Steps to Remodeling Your Kitchen

1
Tear Out the Kitchen Cabinets and Walls

Kitchen Remodel Steps
Begin by tearing out the cabinets and walls. © Elizabeth Weintraub

You don't have to spend a fortune to make your kitchen look like a million bucks. Before you jump in with a sledgehammer and start knocking down your kitchen walls, establish a plan for the kitchen remodel. This might involve the following:

 

  • Visit home improvement stores and thumb through remodeling magazines to get an idea of the type of kitchen you want.
  • Plan your kitchen around the style of your home. Little looks worse than updating an Old World Craftsman kitchen by adding cherry cabinets and white appliances.
  • Hire a kitchen designer to draw a design to scale.
  • Try to incorporate the way your kitchen is presently used. Remember the triangle for sink, stove, refrigerator. Goofy as it sounds, it works.
  • Buy your cabinets, appliances, flooring, lighting fixtures, sink, faucet, tiles, baseboards and paint in advance; store onsite.
  • Obtain building permits, if required.
  • Interview contractors. You may need an electrician, plumber, HVAC contractor, drywaller, painter, flooring and / or tile installer, demolition crew.

 

Demoing the Kitchen

Although you may derive personal satisfaction by smashing into a wall like Kathy Bates in the movie Fried Green Tomatoes, or maybe I'm just talking about myself, it's better to employ a systematic approach.

 

  • Remove cabinet doors first. Makes demolition easier for you.
  • Most cabinets are attached to the wall by 2 screws, yes believe it, unscrew them, but make sure you have a plan for holding up the cabinets as you remove the screws..
  • Carefully remove doorway and window trim (if you plan to reuse them) by sliding a putty knife next to the nails and gently tugging, working your way to the corner.
  • Shut off the power, and remove appliances and lighting fixtures that are directly wired; cover exposed wires with wire nuts.
  • Use a crowbar to force sheets of paneling from the walls.
  • Employ a sledgehammer for brute force but do not smash the studs.
  • Recycle old appliances and take everything else to the dump.

At the time of writing, Elizabeth Weintraub, CalBRE #00697006, is a Broker-Associate at Lyon Real Estate in Sacramento, California.

2
Replace Dated Kitchen Plumbing

Plumbing inside the walls
When the walls are opened, replace older plumbing. © Elizabeth Weintraub

You can hire a general contractor to hire and oversee other workers or you can hire them yourself. Be aware that a general contractor may charge you up to 30% of the total cost of the project to handle it for you, and you might want to use that money for other purposes. However, hiring a general contractor means you are relieved from supervision and chasing after tardy or no-show workers.

 

Hiring Contractors

Make sure your contractors are licensed, bonded, insured and will pull the necessary permits. Ask for evidence.

Establish a payment plan:

 

  • Pay no more than 10% up front.
--------------------------------
### TASK INSTRUCTIONS
#1 In the kitchen remodeling guide, what share of a project's total cost might a general contractor charge?
#2 Output the portion of the kitchen remodeling guide starting with "Hiring Contractors" and going on through "10% up front.".
The material after this point comes from a separate source.
--------------------------------
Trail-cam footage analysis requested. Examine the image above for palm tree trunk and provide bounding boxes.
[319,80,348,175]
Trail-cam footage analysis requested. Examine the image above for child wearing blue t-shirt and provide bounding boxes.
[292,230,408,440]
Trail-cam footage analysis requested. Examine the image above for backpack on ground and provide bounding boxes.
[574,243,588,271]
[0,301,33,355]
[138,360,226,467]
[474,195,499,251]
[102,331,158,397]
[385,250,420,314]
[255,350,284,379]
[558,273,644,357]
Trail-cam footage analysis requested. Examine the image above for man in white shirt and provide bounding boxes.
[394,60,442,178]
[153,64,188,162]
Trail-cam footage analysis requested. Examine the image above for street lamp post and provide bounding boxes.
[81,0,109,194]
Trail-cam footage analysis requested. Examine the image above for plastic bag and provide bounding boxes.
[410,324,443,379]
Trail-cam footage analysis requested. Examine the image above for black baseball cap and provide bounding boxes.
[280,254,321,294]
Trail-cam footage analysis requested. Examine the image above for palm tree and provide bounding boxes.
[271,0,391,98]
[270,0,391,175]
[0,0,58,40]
--------------------------------
### OUTPUTS FOR THE TASKS
#1 Up to 30% of the total cost of the project.

#2
Hiring Contractors

Make sure your contractors are licensed, bonded, insured and will pull the necessary permits. Ask for evidence.

Establish a payment plan:

 

  • Pay no more than 10% up front.